▼
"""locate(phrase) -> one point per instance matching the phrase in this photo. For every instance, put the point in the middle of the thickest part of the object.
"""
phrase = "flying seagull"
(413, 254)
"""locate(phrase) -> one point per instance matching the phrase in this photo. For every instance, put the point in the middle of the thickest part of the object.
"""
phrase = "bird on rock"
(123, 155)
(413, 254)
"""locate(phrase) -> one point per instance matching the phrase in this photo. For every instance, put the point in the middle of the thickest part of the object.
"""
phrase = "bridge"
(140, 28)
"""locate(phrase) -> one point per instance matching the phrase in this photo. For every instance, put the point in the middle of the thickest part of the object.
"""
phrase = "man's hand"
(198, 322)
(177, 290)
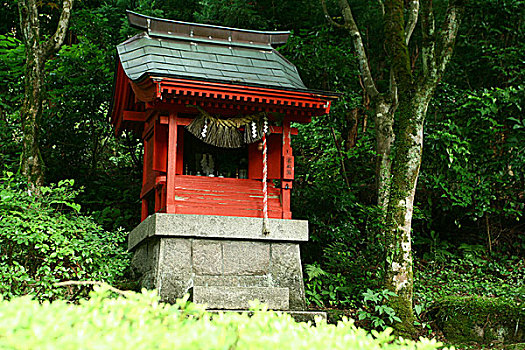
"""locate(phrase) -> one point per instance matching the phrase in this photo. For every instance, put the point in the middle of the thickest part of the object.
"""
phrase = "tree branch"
(448, 34)
(382, 7)
(396, 44)
(329, 18)
(55, 42)
(413, 12)
(428, 36)
(362, 58)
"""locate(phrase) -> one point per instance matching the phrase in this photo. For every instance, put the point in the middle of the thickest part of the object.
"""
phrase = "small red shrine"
(205, 98)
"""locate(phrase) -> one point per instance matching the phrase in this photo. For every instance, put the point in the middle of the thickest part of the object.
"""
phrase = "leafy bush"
(376, 310)
(139, 321)
(480, 319)
(44, 239)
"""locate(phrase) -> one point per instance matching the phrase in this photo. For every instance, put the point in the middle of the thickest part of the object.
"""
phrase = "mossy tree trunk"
(404, 104)
(37, 52)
▲
(Task brief): Transcribe every line of the listing above exactly; skip the pictures.

(Solution below):
"""locate(phrase) -> one point per instance matching the phrase in this photo. For every instance, put the point in the middle of the thickest part of the object.
"""
phrase = "flying seagull"
(413, 254)
"""locate(phrase) -> one point per instance matching the phrase in this photo. For every instance, put the point in the middle of the thickest part of the object.
"""
phrase = "bird on rock"
(123, 155)
(413, 254)
"""locate(phrase) -> one point per instance matching the phrase in this photo. For every instance, put the point in the middle of the thickest part of the object.
"""
phrase = "bridge"
(140, 28)
"""locate(phrase) -> one point per instance matching the phrase in this photo. For every instance, put the point in the middle of the thickest part of the object.
"""
phrase = "man's hand"
(198, 322)
(177, 290)
"""locate(phrase) -> one point per instance matching the phrase in this photo. For every instance, put the point in the middle of the thickest part of the object.
"""
phrase = "tree branch"
(448, 34)
(382, 7)
(396, 44)
(329, 18)
(55, 42)
(413, 12)
(428, 36)
(362, 58)
"""locate(phrase) -> one point per instance matching the phrase in this photo. For every instance, put the point in the middle of the thickest part of the object.
"""
phrase = "small red shrine"
(205, 98)
"""locate(phrase) -> one point per instance matching the phrase in this photo. For every instance, put the point in the middle of the thickest part of the object.
"""
phrase = "leafy bush"
(376, 310)
(139, 321)
(480, 319)
(44, 239)
"""locate(phrase) -> one point per instance matching the phrase in this photo. For every instance, put the point in the middle of the thickest part of the object.
"""
phrase = "mossy tree trunk"
(404, 104)
(37, 52)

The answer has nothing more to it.